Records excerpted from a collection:
----------
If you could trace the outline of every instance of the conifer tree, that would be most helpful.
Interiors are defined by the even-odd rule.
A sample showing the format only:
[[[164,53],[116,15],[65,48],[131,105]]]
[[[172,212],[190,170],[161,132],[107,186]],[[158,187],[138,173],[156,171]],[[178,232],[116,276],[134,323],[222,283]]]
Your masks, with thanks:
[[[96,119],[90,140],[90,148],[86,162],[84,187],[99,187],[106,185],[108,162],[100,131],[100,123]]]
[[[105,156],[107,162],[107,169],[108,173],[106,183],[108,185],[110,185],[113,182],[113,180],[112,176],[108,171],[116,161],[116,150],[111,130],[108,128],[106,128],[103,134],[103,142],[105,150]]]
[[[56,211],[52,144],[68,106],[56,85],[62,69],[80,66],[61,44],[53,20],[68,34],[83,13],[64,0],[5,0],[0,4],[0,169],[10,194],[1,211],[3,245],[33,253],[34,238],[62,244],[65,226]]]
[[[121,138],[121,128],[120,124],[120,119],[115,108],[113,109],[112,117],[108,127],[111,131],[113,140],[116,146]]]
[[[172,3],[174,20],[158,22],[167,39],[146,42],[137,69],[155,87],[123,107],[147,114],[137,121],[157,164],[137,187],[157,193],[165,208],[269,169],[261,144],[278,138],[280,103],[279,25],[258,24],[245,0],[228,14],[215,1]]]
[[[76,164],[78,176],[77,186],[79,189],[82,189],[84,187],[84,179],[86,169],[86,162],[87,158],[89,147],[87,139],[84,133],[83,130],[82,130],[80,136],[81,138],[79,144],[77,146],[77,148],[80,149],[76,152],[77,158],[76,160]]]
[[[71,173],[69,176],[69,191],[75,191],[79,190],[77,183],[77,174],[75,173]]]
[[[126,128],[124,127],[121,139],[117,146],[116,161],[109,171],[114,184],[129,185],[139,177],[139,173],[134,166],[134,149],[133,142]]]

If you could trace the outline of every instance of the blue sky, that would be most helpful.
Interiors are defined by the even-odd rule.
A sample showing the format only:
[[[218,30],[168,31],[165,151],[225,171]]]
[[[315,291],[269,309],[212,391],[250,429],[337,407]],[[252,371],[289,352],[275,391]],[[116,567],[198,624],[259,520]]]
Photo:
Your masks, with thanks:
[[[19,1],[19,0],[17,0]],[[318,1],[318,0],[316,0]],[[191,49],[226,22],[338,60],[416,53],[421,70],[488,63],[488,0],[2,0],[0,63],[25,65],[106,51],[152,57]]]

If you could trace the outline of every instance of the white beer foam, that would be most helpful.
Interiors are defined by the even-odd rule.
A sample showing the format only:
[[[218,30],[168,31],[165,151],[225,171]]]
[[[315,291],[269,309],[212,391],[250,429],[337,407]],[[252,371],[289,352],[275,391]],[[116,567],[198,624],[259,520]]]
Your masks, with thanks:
----------
GIVEN EXERCISE:
Rewrite the material above with every "masks" changed to "outlines", keeping everything else the same.

RESULT OF THE TASK:
If you could trace the outline of every instance of the conifer tree, that would be most helpful.
Interiors are defined by the even-odd rule.
A sample showing the format only:
[[[164,53],[116,15],[65,48],[131,105]]]
[[[172,212],[190,170],[161,132],[107,186]],[[158,187],[138,173],[156,171]],[[178,232],[116,276],[134,323],[222,283]]]
Your outlines, with thanks:
[[[96,119],[90,140],[90,148],[86,162],[84,187],[99,187],[106,185],[108,162],[100,131],[100,123]]]
[[[105,156],[107,162],[107,169],[108,173],[106,183],[108,185],[110,185],[113,182],[113,180],[112,176],[108,171],[116,161],[116,150],[111,130],[108,128],[106,128],[103,134],[103,142],[105,150]]]
[[[56,211],[52,144],[68,106],[56,85],[62,69],[80,66],[61,44],[53,20],[68,34],[83,13],[64,0],[5,0],[0,4],[0,169],[10,194],[1,211],[3,245],[33,253],[34,238],[62,244],[65,226]]]
[[[121,138],[121,128],[120,124],[120,119],[115,108],[113,109],[112,117],[108,127],[111,131],[113,140],[116,146]]]
[[[172,3],[174,20],[158,22],[167,39],[146,42],[137,69],[155,87],[123,107],[147,114],[137,121],[157,164],[137,187],[157,193],[165,208],[269,169],[261,144],[278,138],[280,103],[279,25],[258,24],[245,0],[228,14],[215,1]]]
[[[76,164],[78,176],[77,186],[79,189],[82,189],[84,187],[84,179],[86,169],[86,162],[87,158],[89,147],[87,139],[84,133],[83,130],[82,130],[80,136],[81,138],[79,144],[77,146],[77,148],[80,149],[76,152],[77,158],[76,160]]]
[[[71,173],[69,176],[69,191],[75,191],[79,190],[77,183],[77,174],[75,173]]]
[[[126,128],[124,127],[121,139],[117,146],[116,161],[109,171],[114,184],[129,185],[139,177],[139,173],[134,166],[134,149],[133,142]]]

If you could trace the outline of every instance of the blue sky, that would be most helpful.
Interiors are defined by the even-odd rule.
A sample showing the format only:
[[[218,30],[168,31],[165,151],[225,171]]]
[[[315,291],[269,309],[212,391],[250,429],[337,407]],[[252,371],[289,352],[275,391]],[[116,567],[198,624],[259,520]]]
Photo:
Your outlines, with thanks:
[[[19,1],[19,0],[17,0]],[[318,1],[318,0],[316,0]],[[191,49],[226,22],[338,60],[416,53],[421,70],[488,63],[488,0],[2,0],[0,63],[25,65],[106,51],[152,57]]]

If you could trace the outline of every instance of the white beer foam, that would be most helpful.
Interiors are defined by the even-odd rule.
A sample showing the format only:
[[[218,30],[168,31],[165,151],[225,171]]]
[[[315,291],[269,309],[212,391],[250,429],[337,407]],[[252,371],[289,352],[275,391]],[[116,567],[198,624],[259,520]]]
Your outlines, with thanks:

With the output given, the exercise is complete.